The following editorial ran in the Daily Hampshire Gazetteon November 8, 2007, and is run with the permission of the paper.
Douglas Amy, a political science professor at Mount Holyoke College, may sound like a voice in the wilderness when he extols the virtues of government, but his message is a good antidote to the cynicism that currently pervades American politics.
Amy believes that government can be a force for good, particularly when it comes to dealing with some of our more intractable problems, such as the lack of affordable health care, threats to the environment, and poverty.
"Government," he says, "is not some big scourge on society. It's the way we get together collectively to solve our problems."
There's been a tendency to view the government as a blunderbuss that lurches from crisis to crisis, recklessly spending taxpayer money without regard to results. To be sure, there's been no dearth of examples. In Massachusetts, the Big Dig has become a monument to government waste and political favoritism. Nationwide, we need only look south, to New Orleans, to recall the debacle that masqueraded as a federal response to Hurricane Katrina.
While a certain amount of skepticism toward government can be healthy, there's been a negative streak in the body politic that only fosters cynicism and apathy. It can be traced back to the 1980s when, during his first inaugural speech, President Ronald Reagan declared: "Government isn't the solution; it is the problem."
Yet, in many respects, this became a self-fulfilling prophecy. By slashing funding for social programs and beginning a tilt toward privatization, Reagan began starving some of the programs of the funding they needed to operate efficiently. Yet, years later, we can see that privatization is not a cure-all either: Witness the calamity caused by independent security contractors in Iraq who are compensated far beyond what the average U.S. soldier would receive.

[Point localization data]
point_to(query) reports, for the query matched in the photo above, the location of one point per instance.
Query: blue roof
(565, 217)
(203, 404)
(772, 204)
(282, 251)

What the exercise asks: Copy the passage of the editorial between "Douglas Amy, a" and "environment, and poverty.", inclusive, word for word.

Output for this task:
Douglas Amy, a political science professor at Mount Holyoke College, may sound like a voice in the wilderness when he extols the virtues of government, but his message is a good antidote to the cynicism that currently pervades American politics.
Amy believes that government can be a force for good, particularly when it comes to dealing with some of our more intractable problems, such as the lack of affordable health care, threats to the environment, and poverty.